▶ _What is asked_
Rewrite the records as a numbered list, from the line with "Pass this photo to locate to point out the metal" to the line with "x=338, y=196", including both of those lines. Leave out any blank lines, and give only that stretch.

▶ _Listed records_
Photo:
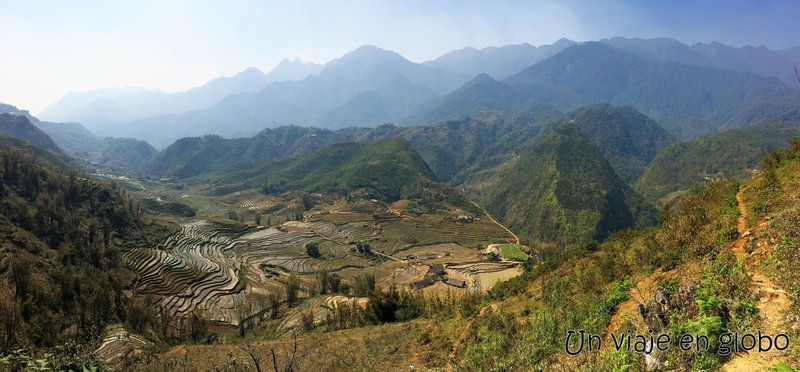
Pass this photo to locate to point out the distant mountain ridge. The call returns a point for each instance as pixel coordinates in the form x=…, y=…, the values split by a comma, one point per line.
x=562, y=190
x=687, y=100
x=97, y=109
x=712, y=87
x=19, y=126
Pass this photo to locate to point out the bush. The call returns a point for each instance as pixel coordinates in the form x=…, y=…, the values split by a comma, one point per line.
x=312, y=249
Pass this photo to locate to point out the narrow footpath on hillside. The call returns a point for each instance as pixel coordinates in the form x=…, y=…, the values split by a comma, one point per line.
x=773, y=305
x=495, y=221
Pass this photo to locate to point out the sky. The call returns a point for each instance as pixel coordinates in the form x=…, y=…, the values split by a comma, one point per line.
x=50, y=48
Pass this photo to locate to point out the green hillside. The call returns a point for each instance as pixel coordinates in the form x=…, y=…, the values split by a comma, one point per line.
x=734, y=153
x=61, y=275
x=626, y=137
x=561, y=189
x=390, y=168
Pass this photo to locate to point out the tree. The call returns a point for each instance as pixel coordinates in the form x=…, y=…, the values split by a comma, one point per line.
x=312, y=249
x=292, y=287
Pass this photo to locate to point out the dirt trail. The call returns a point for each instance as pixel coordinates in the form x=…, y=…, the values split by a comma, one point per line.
x=773, y=304
x=628, y=309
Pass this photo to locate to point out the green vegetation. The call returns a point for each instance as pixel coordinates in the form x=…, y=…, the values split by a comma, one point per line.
x=512, y=252
x=561, y=189
x=21, y=127
x=733, y=153
x=388, y=169
x=60, y=267
x=627, y=138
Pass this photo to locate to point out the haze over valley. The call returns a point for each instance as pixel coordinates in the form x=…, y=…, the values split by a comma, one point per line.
x=465, y=194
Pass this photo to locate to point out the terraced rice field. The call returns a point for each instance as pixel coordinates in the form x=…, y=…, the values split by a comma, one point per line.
x=252, y=200
x=226, y=270
x=118, y=343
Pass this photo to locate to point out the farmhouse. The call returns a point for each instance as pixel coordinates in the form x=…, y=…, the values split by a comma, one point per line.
x=455, y=283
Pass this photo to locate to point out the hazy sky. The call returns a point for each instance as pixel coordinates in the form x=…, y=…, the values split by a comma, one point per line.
x=53, y=47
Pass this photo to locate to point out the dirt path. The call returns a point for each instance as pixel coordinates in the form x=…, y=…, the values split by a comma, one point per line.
x=773, y=304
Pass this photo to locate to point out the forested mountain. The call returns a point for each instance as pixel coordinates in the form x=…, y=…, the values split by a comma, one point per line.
x=758, y=60
x=734, y=153
x=626, y=137
x=686, y=100
x=102, y=110
x=62, y=279
x=366, y=87
x=371, y=86
x=561, y=189
x=447, y=146
x=388, y=169
x=20, y=127
x=191, y=156
x=497, y=62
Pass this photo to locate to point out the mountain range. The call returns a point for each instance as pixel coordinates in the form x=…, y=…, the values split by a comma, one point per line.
x=371, y=86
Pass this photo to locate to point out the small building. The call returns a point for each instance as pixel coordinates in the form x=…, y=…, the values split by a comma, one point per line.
x=455, y=283
x=422, y=283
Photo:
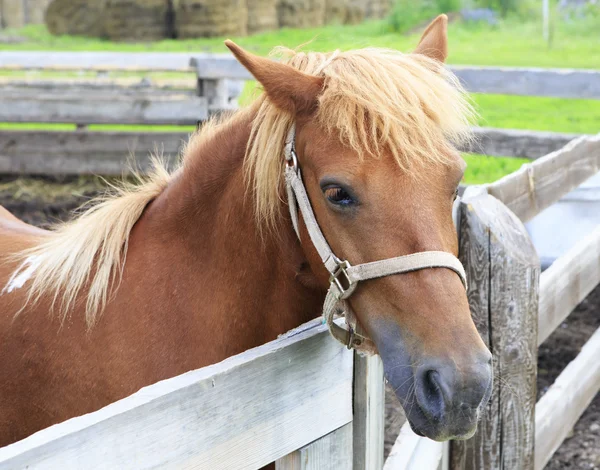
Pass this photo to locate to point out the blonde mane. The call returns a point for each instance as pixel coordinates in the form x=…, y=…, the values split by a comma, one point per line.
x=375, y=101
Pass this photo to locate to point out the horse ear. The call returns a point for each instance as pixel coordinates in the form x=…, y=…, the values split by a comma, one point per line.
x=434, y=42
x=288, y=88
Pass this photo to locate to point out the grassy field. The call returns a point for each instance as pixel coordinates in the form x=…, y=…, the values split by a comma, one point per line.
x=510, y=43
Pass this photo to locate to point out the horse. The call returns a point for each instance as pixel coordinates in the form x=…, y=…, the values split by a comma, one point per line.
x=190, y=266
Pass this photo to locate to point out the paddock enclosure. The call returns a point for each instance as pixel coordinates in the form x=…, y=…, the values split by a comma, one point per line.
x=304, y=401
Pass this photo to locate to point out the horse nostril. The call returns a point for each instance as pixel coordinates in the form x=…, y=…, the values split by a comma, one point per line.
x=431, y=382
x=430, y=393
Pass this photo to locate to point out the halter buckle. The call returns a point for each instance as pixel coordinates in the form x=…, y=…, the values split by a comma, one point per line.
x=340, y=278
x=292, y=161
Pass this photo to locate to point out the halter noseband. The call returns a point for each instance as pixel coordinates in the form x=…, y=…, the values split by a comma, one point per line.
x=343, y=276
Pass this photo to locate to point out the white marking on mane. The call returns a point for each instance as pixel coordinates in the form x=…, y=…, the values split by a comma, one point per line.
x=22, y=274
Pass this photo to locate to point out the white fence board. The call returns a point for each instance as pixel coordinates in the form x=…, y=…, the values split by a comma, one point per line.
x=562, y=405
x=103, y=108
x=83, y=152
x=559, y=83
x=540, y=184
x=331, y=452
x=517, y=142
x=242, y=413
x=567, y=282
x=563, y=83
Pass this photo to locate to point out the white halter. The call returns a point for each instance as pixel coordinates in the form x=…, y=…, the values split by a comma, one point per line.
x=344, y=277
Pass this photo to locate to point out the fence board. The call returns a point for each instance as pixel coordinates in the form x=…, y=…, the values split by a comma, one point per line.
x=83, y=152
x=369, y=412
x=559, y=83
x=505, y=438
x=538, y=185
x=567, y=282
x=331, y=452
x=189, y=421
x=517, y=142
x=101, y=108
x=562, y=405
x=562, y=83
x=412, y=452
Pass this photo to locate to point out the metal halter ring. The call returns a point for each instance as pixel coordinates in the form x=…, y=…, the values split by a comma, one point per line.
x=292, y=162
x=335, y=278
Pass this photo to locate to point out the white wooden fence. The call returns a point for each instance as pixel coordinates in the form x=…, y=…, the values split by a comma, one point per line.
x=516, y=309
x=303, y=401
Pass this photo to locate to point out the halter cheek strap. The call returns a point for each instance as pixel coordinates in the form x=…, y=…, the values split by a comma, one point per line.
x=343, y=276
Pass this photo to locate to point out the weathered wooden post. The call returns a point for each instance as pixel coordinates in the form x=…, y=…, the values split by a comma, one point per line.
x=369, y=412
x=503, y=272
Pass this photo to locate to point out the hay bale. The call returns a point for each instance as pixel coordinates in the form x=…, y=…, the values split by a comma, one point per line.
x=301, y=13
x=207, y=18
x=262, y=15
x=76, y=17
x=13, y=13
x=137, y=20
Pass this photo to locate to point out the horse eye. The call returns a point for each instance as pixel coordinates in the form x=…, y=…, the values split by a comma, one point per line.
x=338, y=196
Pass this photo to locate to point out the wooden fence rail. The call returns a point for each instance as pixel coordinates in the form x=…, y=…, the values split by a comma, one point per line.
x=175, y=101
x=106, y=152
x=563, y=83
x=536, y=186
x=287, y=393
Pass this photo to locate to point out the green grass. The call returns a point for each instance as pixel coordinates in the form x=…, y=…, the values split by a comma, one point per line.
x=485, y=169
x=541, y=114
x=511, y=43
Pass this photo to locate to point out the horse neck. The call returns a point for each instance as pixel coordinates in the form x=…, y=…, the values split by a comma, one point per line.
x=262, y=280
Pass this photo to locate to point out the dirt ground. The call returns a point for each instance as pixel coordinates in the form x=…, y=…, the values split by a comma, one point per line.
x=44, y=201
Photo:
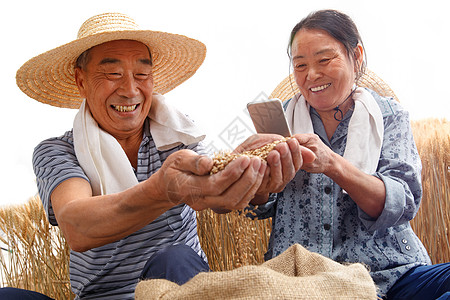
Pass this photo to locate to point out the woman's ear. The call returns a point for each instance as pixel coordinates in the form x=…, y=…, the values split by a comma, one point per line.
x=79, y=80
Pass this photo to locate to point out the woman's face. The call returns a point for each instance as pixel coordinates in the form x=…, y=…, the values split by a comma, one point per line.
x=322, y=69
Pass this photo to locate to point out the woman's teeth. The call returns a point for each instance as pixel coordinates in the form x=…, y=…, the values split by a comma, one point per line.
x=320, y=88
x=122, y=108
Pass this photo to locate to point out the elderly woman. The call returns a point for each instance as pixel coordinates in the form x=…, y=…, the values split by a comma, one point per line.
x=353, y=203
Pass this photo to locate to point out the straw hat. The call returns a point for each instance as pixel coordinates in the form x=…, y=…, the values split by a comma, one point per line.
x=287, y=88
x=49, y=77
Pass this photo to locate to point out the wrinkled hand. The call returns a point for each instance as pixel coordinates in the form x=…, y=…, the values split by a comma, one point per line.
x=324, y=155
x=283, y=161
x=184, y=178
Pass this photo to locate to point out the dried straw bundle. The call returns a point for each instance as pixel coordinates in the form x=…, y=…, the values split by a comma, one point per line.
x=36, y=256
x=432, y=222
x=232, y=240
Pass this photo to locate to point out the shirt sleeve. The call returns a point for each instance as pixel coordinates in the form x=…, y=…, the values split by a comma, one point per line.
x=54, y=161
x=400, y=170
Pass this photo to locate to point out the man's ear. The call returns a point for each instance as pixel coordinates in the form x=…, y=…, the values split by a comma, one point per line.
x=359, y=57
x=80, y=80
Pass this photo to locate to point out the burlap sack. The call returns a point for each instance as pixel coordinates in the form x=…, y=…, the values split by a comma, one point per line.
x=295, y=274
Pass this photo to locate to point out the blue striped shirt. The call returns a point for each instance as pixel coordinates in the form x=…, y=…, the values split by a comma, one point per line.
x=112, y=271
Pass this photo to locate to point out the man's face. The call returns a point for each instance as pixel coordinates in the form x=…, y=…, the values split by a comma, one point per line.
x=118, y=84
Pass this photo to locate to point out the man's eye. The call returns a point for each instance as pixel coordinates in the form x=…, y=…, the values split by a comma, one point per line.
x=142, y=75
x=113, y=75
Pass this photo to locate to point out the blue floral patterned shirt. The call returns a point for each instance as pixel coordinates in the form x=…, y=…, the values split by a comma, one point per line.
x=314, y=212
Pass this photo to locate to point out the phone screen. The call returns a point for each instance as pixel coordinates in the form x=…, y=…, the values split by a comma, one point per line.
x=268, y=117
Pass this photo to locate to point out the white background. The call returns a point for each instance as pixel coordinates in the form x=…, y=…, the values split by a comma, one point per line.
x=407, y=44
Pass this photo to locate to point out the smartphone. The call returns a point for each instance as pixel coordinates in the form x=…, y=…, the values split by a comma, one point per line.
x=268, y=117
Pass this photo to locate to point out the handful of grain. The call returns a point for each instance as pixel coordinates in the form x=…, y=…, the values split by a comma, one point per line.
x=222, y=159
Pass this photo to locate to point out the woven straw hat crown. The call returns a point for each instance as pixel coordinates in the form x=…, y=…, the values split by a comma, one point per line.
x=49, y=77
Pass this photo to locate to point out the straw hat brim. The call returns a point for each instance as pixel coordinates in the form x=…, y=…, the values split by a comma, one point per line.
x=287, y=88
x=49, y=77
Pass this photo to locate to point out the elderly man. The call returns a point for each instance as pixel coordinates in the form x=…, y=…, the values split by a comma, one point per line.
x=124, y=183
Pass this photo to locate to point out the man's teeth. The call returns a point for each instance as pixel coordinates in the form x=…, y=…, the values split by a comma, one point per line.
x=319, y=88
x=122, y=108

▶ _Solved problem_
1. Pass this photo to locate to point out the metal halter ring. The call returns a point for each instance as pixel coordinates in the form x=…, y=…, the values split by a comma, one point per line.
2. x=292, y=162
3. x=335, y=278
4. Pass this photo to locate to point out the white wooden fence. The call returns a point for each instance as pixel coordinates in the form x=…, y=…, the values split by a comma, one point per line.
5. x=516, y=309
6. x=303, y=401
7. Pass this photo to locate to point out the halter cheek strap. The call returns a point for each instance as pixel coordinates in the form x=…, y=…, the values split by a comma, one point per line.
8. x=343, y=276
9. Pass this photo to locate to point out the weathered wooden post. The call returns a point for each instance as pixel coordinates in the form x=…, y=…, the values split by a comma, one point per line.
10. x=369, y=412
11. x=503, y=272
12. Pass this photo to locate to point out the hay bale. The call returns a point for each instance as pixel coordinates in the form x=…, y=…, the values split by a comma, one point per line.
13. x=301, y=13
14. x=207, y=18
15. x=262, y=15
16. x=76, y=17
17. x=13, y=13
18. x=137, y=20
19. Pass this photo to locate to point out the horse eye. The call returns a point for each instance as pixel coordinates in the form x=…, y=…, the values split by a comma, one point per line.
20. x=338, y=196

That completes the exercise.